§ COMPITO: Sostituisci "stone" con "granite" in tutte le voci e riscrivi le righe lasciando invariato tutto il resto.

Voci con riquadri di delimitazione:
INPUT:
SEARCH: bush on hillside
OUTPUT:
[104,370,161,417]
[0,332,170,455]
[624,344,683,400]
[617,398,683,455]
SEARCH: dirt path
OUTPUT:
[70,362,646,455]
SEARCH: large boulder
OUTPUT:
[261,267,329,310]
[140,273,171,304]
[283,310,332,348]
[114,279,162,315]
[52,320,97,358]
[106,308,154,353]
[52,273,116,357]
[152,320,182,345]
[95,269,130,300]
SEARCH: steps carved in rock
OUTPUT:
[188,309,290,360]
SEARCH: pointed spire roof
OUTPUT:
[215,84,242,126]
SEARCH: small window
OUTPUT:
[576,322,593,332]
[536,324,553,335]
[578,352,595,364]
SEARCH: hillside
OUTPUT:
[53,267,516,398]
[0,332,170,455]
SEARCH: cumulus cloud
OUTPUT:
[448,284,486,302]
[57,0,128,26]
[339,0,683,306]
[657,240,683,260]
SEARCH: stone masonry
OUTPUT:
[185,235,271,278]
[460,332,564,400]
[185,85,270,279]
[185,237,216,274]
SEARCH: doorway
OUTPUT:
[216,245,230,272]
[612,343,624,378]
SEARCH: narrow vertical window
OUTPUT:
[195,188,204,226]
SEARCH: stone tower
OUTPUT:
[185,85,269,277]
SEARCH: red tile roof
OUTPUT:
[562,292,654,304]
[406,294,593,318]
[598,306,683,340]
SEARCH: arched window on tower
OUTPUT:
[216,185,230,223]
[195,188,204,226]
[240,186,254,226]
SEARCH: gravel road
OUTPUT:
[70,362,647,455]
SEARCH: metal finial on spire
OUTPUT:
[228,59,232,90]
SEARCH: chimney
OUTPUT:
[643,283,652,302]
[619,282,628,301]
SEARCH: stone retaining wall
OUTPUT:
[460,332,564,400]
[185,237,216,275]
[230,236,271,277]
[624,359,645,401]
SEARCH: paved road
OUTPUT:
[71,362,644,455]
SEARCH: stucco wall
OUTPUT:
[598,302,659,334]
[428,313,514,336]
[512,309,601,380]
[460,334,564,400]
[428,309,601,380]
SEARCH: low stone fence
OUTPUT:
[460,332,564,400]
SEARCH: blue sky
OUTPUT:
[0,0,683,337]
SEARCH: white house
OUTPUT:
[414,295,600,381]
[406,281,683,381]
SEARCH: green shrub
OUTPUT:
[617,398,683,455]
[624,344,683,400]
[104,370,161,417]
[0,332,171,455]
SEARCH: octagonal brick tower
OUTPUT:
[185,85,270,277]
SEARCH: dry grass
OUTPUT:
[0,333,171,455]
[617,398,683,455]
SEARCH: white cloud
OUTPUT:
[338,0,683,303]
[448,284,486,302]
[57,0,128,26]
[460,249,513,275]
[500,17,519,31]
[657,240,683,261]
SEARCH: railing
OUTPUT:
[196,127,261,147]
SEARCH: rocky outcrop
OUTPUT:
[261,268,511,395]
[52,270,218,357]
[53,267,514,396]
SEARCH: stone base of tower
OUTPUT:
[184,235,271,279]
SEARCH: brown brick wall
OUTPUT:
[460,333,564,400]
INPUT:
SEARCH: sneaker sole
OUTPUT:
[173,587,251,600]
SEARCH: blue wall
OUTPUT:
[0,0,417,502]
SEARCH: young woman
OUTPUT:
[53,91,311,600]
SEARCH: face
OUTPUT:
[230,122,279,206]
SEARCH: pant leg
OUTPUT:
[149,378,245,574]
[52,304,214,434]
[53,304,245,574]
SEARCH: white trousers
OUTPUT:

§ RISPOSTA ATTESA:
INPUT:
SEARCH: bush on hillside
OUTPUT:
[104,370,161,417]
[0,332,170,455]
[624,344,683,400]
[617,398,683,455]
SEARCH: dirt path
OUTPUT:
[70,362,646,455]
SEARCH: large boulder
OUTPUT:
[261,267,329,310]
[140,273,171,304]
[283,310,332,348]
[114,279,162,315]
[52,320,97,358]
[106,308,154,353]
[52,273,116,357]
[152,320,182,345]
[95,269,130,300]
SEARCH: steps carved in rock
OUTPUT:
[188,309,290,360]
SEARCH: pointed spire roof
OUTPUT:
[215,84,242,126]
SEARCH: small window
OUTPUT:
[576,322,593,332]
[536,324,553,335]
[578,352,595,364]
SEARCH: hillside
OUTPUT:
[53,267,516,398]
[0,332,170,455]
SEARCH: cumulus cloud
OUTPUT:
[448,284,486,302]
[57,0,128,26]
[339,0,683,306]
[657,240,683,260]
SEARCH: granite masonry
OUTPUT:
[185,235,271,278]
[460,332,564,400]
[185,85,270,279]
[185,237,216,274]
SEARCH: doorway
OUTPUT:
[216,245,230,272]
[612,343,624,378]
SEARCH: narrow vertical window
OUTPUT:
[195,188,204,226]
SEARCH: granite tower
OUTPUT:
[185,85,269,277]
SEARCH: red tile roof
OUTPUT:
[562,292,654,304]
[406,294,593,318]
[598,306,683,340]
SEARCH: arched window on tower
OUTPUT:
[216,185,230,223]
[195,188,204,226]
[240,186,254,226]
SEARCH: gravel road
OUTPUT:
[70,362,647,455]
SEARCH: metal finial on spire
OUTPUT:
[228,59,232,90]
SEARCH: chimney
OUTPUT:
[643,283,652,302]
[619,282,628,301]
SEARCH: granite retaining wall
OUTPUT:
[460,332,564,400]
[185,237,216,275]
[230,236,271,277]
[624,359,645,401]
SEARCH: paved road
OUTPUT:
[71,362,644,455]
SEARCH: stucco wall
OUTPUT:
[598,302,659,334]
[428,313,514,336]
[512,309,601,380]
[460,334,564,400]
[428,309,601,380]
SEARCH: low granite fence
OUTPUT:
[460,332,564,400]
SEARCH: blue sky
OUTPUT:
[0,0,683,337]
SEARCH: white house
OUTPUT:
[414,295,600,381]
[406,281,683,381]
SEARCH: green shrub
OUTPUT:
[617,398,683,455]
[624,344,683,400]
[104,370,161,417]
[0,332,171,455]
SEARCH: octagonal brick tower
OUTPUT:
[185,85,270,277]
SEARCH: dry grass
OUTPUT:
[0,333,171,455]
[617,398,683,455]
SEARCH: white cloud
OUTPUT:
[338,0,683,303]
[448,284,486,302]
[57,0,128,26]
[460,249,513,275]
[500,17,519,31]
[657,240,683,261]
SEARCH: railing
OUTPUT:
[196,127,261,147]
SEARCH: rocky outcrop
OUTPUT:
[261,268,511,395]
[52,270,218,357]
[53,267,514,396]
SEARCH: granite base of tower
OUTPUT:
[184,235,271,279]
SEARCH: brown brick wall
OUTPUT:
[460,333,564,400]
INPUT:
SEARCH: sneaker sole
OUTPUT:
[173,587,251,600]
SEARCH: blue wall
OUTPUT:
[0,0,417,502]
SEARCH: young woman
OUTPUT:
[53,91,311,600]
SEARCH: face
OUTPUT:
[230,122,279,206]
SEARCH: pant leg
OUTPUT:
[149,378,245,574]
[52,304,214,434]
[53,304,245,574]
SEARCH: white trousers
OUTPUT:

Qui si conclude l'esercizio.